Brief A
List every place named in the blog post on the first day of the Megalensia below.

Text extract
↓

Posted by: aediculaantinoi | April 4, 2012

Megalensia–The first day…

Felix Megalensia Omnibus!

Last year, I spent each day of the Megalensia focusing upon one aspect of the (Romanized) cultus of Magna Mater/Cybele. One the first day, for example, I focused on some aspects of the general history of the festival, and some of its modern implications and usages.

This year, however, I’d like to kick off by drawing your attention to something else. The background of the cultus as it was transmitted to Rome was Phrygian. However, the culture of Phrygia–as well as a great deal of the other parts of Asia Minor, including Bithynia–was Thracian in origin, or at least was connected to it. Scholars, in fact, speak of Thraco-Phrygian matters in relation to the cultus of Cybele on many occasions. The cultus of Sabazios also gets compared to the rites of Magna Mater in a variety of Greek and Roman contexts, and both Zeus and Dionysos are connected into the extant mythology–with Zeus being in a certain sense the “progenitor” of much of what occurred in the later myth through his lusting after Cybele and spilling his seed on the ground; and Dionysos being driven mad, but seeking his eventual cure for his madness from Cybele.

While I have written recently on the virtues of syncretism, sometimes syncretism can lead into difficulties of interpretation that are hard to make sense out of, especially when syncretism has become so de rigeur that it is no longer marked, and what had started as a translational reality becomes an equational understanding, as occurred with the thoroughly absorbed and re-interpreted myths of Thrace, Phrygia, and other places through the Greek (fairly) systematic mythological complex.

↑

Records supplied
↓

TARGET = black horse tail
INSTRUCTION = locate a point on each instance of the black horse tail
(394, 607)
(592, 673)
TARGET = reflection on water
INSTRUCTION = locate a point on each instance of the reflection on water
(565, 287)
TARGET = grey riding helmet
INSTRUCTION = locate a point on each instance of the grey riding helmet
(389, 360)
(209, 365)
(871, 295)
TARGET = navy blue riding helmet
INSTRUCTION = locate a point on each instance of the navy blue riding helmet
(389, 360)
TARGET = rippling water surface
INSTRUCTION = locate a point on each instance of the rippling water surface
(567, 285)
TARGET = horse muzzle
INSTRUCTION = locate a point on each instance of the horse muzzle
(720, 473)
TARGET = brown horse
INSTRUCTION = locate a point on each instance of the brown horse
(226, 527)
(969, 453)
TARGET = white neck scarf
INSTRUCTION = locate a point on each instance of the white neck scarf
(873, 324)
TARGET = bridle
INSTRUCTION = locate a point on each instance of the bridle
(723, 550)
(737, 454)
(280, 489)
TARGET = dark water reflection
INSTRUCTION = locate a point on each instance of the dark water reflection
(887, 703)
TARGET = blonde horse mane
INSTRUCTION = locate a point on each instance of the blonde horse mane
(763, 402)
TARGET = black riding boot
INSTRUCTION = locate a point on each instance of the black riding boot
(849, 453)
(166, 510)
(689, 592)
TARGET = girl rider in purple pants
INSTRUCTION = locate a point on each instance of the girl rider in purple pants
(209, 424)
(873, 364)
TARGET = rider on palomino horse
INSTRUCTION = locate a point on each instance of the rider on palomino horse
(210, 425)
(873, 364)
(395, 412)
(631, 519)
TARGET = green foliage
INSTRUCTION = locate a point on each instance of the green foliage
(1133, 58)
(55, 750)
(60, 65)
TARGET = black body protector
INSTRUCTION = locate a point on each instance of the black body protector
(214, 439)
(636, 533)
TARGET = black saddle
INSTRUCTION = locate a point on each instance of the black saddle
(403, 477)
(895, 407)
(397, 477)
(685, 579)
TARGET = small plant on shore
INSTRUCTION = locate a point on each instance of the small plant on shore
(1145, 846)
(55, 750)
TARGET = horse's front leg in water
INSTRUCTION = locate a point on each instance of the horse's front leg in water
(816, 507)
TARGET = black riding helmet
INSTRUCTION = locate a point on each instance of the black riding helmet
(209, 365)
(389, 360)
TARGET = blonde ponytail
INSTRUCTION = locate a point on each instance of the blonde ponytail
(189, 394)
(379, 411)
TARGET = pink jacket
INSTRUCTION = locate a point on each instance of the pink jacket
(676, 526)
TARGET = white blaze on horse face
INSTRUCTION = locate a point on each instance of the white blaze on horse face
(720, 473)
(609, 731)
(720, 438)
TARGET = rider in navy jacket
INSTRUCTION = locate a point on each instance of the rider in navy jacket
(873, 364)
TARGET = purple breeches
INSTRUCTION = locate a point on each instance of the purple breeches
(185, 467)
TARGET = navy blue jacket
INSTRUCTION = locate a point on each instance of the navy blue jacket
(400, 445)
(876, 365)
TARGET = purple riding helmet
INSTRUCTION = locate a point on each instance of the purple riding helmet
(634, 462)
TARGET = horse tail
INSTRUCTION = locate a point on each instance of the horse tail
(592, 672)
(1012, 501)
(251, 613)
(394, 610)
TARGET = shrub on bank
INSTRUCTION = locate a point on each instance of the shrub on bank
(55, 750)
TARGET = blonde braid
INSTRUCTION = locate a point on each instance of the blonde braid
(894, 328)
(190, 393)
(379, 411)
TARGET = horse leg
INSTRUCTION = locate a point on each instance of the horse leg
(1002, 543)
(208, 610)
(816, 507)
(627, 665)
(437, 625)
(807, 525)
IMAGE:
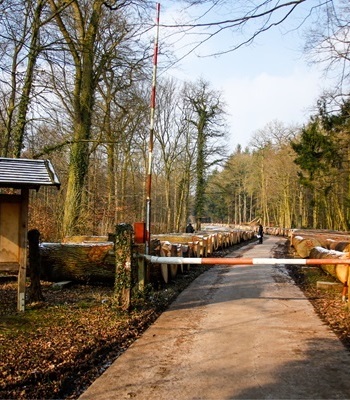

↑

Brief B
Extract each line of the records above that contains the word "green", treating uppercase and lowercase letters as different.

Complete answer A
Rome, Phrygia, Asia Minor, Bithynia, Thrace

Complete answer B
TARGET = green foliage
INSTRUCTION = locate a point on each instance of the green foliage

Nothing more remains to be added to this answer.